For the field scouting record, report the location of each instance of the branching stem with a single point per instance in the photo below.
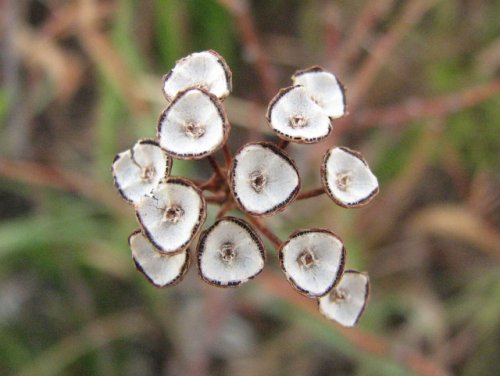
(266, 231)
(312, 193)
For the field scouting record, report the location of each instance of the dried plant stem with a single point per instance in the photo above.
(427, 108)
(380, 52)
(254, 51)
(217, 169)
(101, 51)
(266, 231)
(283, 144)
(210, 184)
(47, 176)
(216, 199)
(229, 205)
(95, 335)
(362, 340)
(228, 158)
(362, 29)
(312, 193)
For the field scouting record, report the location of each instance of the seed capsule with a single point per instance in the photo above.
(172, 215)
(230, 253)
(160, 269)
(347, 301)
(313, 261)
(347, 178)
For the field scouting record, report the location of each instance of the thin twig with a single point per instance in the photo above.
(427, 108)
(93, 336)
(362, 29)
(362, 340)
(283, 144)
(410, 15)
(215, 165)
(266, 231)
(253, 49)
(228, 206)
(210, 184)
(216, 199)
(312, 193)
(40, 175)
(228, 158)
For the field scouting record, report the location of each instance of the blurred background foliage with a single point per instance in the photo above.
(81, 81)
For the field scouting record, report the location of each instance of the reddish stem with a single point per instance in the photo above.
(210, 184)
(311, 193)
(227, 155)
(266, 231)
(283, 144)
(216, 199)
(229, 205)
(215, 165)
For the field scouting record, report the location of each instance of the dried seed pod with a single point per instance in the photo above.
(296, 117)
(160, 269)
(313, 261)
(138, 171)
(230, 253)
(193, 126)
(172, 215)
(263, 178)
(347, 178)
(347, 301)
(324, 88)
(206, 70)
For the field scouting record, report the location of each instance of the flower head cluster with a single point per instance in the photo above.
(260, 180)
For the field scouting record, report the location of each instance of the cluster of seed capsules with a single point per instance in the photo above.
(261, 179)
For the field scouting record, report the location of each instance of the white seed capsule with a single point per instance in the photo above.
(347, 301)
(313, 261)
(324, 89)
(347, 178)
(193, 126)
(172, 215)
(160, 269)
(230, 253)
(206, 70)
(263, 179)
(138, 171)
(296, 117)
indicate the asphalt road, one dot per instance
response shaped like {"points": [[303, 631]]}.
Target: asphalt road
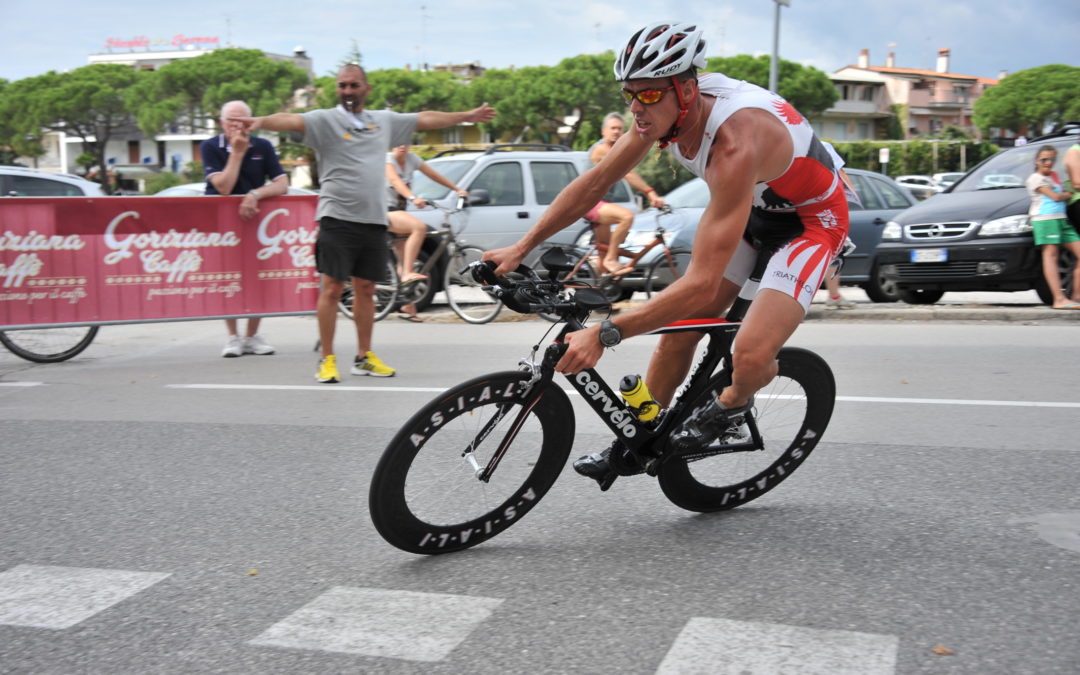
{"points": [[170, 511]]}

* * *

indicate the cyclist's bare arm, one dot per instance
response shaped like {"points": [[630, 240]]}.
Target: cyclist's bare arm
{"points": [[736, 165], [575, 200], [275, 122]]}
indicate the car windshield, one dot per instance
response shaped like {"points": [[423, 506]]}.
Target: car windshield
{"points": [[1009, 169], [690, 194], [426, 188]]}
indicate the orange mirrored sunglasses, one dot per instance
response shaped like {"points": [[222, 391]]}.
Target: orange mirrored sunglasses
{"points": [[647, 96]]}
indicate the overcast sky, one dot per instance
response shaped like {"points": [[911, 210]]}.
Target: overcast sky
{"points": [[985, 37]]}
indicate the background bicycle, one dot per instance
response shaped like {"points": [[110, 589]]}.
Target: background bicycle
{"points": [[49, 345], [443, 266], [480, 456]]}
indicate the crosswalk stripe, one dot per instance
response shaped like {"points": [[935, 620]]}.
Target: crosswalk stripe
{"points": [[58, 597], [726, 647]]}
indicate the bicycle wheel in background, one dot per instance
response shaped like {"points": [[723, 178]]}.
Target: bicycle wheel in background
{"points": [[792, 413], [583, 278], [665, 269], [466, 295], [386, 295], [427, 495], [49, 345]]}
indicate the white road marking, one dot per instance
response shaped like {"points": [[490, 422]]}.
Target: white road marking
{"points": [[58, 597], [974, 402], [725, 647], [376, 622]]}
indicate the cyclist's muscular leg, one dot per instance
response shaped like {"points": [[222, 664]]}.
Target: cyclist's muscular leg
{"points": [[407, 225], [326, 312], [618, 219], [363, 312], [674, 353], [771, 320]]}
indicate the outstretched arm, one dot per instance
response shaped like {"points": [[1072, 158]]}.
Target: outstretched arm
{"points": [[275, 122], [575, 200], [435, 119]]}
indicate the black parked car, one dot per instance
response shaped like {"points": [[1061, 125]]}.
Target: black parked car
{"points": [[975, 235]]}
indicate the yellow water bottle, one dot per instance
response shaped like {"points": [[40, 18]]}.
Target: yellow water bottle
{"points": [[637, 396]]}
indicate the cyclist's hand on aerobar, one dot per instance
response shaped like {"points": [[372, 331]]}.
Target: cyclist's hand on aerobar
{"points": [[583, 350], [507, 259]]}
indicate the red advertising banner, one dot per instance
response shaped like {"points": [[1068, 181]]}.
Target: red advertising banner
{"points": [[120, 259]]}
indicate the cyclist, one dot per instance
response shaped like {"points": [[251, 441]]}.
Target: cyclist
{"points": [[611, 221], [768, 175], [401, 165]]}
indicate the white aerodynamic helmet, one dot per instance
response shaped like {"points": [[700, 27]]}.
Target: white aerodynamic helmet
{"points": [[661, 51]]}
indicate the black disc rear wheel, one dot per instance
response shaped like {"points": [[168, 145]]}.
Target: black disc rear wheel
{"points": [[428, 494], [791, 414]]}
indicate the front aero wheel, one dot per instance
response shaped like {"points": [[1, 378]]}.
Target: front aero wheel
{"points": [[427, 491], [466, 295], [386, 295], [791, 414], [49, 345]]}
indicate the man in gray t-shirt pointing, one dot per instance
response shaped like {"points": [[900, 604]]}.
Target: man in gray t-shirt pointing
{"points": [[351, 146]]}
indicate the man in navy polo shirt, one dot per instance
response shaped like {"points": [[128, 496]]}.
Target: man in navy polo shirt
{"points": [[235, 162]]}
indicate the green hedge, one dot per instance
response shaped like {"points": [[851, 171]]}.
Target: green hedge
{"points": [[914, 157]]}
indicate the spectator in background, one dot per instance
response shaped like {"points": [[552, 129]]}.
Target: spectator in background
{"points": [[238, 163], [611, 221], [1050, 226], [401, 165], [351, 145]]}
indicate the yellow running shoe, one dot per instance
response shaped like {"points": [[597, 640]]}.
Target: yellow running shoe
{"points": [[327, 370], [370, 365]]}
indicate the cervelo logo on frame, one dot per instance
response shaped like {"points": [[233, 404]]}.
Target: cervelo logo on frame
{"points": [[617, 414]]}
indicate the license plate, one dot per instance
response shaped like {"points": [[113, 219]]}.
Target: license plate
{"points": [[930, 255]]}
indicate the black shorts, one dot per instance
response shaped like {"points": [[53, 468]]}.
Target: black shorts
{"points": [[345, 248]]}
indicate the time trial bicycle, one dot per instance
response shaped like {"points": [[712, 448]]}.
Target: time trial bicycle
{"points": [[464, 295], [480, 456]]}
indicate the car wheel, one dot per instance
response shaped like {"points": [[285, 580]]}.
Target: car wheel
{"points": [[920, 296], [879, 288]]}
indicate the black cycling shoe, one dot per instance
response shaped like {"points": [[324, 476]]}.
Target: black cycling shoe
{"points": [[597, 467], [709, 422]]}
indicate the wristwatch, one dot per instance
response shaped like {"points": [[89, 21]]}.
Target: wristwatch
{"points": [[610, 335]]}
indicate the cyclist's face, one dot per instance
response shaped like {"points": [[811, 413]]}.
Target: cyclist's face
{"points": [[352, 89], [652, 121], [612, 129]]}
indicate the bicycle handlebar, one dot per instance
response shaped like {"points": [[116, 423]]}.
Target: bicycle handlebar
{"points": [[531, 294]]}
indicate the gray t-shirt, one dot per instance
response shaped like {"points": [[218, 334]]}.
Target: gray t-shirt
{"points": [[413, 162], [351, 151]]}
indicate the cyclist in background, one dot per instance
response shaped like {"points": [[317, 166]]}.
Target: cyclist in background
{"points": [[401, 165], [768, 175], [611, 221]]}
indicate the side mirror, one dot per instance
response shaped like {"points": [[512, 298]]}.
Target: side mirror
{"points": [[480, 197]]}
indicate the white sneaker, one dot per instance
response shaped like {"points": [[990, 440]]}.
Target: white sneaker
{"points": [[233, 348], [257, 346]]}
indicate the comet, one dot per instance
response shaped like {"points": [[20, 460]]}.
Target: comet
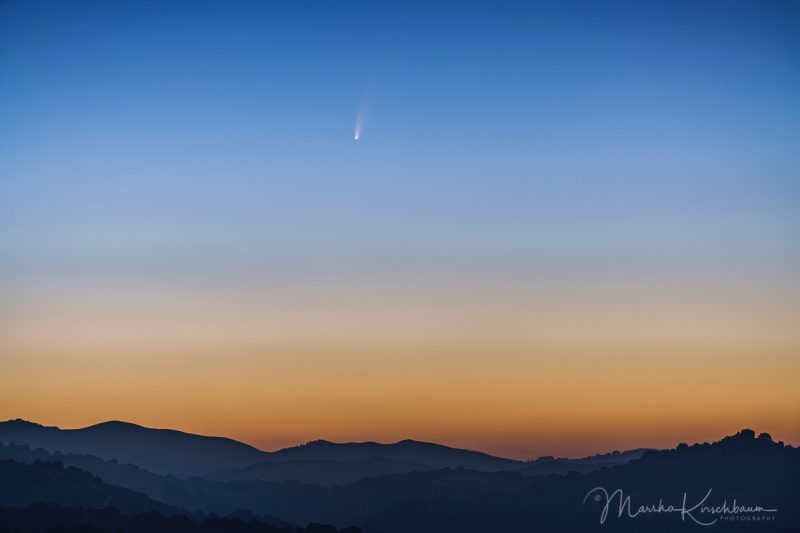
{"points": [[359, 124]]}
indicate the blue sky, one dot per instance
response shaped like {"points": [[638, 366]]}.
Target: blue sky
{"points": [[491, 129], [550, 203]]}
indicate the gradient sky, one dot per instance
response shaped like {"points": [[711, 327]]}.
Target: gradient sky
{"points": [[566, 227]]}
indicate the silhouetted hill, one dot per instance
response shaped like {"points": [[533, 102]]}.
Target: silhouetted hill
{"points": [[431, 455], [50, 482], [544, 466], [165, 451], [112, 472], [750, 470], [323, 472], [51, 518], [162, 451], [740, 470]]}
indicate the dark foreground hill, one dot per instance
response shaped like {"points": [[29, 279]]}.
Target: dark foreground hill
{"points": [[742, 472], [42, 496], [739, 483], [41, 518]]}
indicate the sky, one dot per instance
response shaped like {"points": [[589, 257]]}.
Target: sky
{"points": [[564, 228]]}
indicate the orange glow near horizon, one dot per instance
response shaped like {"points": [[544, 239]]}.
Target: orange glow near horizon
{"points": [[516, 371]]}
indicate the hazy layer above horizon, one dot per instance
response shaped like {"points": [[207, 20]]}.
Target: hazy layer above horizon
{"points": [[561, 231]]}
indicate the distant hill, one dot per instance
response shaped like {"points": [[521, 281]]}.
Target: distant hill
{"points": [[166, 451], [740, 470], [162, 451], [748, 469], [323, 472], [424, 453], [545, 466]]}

* * *

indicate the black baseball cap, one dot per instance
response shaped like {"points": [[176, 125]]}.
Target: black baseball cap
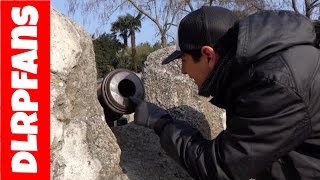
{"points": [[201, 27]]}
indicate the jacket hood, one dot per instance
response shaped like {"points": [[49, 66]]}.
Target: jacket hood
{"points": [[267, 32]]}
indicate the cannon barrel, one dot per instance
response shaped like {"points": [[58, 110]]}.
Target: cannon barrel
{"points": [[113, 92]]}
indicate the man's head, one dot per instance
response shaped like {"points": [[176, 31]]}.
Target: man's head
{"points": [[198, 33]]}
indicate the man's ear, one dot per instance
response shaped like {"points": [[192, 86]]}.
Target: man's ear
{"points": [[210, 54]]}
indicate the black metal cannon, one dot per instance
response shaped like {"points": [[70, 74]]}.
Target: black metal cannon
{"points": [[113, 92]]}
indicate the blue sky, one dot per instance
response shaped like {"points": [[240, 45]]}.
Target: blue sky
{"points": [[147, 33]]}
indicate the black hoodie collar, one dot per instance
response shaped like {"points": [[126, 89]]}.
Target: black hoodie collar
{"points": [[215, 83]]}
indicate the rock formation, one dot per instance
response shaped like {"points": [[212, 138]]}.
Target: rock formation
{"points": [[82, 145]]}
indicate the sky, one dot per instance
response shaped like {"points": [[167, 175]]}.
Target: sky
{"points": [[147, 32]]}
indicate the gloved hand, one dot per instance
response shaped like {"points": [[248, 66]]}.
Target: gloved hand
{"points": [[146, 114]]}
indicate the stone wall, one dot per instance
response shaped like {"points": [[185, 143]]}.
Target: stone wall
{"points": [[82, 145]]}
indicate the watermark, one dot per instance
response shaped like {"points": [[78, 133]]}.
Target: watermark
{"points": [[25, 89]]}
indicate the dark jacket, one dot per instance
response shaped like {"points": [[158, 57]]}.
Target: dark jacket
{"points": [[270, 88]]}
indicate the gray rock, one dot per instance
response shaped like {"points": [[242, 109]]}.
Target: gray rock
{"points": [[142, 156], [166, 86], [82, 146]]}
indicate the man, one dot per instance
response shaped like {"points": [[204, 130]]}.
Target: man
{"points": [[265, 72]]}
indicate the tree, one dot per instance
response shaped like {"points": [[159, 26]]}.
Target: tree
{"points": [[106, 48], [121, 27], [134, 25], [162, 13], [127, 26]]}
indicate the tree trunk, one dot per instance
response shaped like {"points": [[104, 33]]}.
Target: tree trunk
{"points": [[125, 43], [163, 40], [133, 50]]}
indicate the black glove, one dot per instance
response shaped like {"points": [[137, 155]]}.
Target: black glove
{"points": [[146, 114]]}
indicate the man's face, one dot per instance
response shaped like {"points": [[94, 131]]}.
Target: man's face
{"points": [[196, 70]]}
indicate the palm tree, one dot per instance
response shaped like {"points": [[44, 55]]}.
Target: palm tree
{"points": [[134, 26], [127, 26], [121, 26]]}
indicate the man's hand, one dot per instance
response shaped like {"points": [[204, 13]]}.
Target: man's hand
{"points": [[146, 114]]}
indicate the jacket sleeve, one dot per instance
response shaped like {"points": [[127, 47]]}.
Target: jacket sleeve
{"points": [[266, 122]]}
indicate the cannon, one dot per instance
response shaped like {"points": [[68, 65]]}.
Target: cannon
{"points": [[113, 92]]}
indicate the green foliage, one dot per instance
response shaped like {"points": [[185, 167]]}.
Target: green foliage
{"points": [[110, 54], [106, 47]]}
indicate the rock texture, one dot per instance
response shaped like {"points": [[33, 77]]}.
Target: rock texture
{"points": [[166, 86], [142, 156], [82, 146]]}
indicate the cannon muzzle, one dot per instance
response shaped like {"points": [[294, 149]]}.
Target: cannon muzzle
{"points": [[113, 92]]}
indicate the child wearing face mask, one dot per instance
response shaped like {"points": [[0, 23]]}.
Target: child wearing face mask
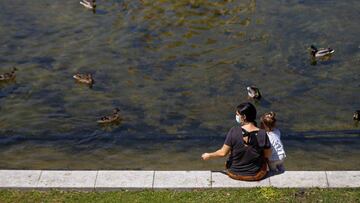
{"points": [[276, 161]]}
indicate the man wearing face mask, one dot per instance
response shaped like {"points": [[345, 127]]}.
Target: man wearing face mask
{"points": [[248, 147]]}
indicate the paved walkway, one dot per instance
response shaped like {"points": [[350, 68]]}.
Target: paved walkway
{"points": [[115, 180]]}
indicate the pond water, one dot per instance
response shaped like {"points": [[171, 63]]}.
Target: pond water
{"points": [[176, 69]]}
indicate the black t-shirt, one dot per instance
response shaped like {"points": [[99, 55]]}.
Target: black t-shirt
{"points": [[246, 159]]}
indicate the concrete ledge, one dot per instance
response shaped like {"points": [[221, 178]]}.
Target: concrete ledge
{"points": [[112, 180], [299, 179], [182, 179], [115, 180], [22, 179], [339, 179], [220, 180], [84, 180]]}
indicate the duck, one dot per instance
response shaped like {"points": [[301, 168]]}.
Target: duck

__Work required__
In the listing, count every line holding the word "duck"; answer with the count alone.

__Task answer__
2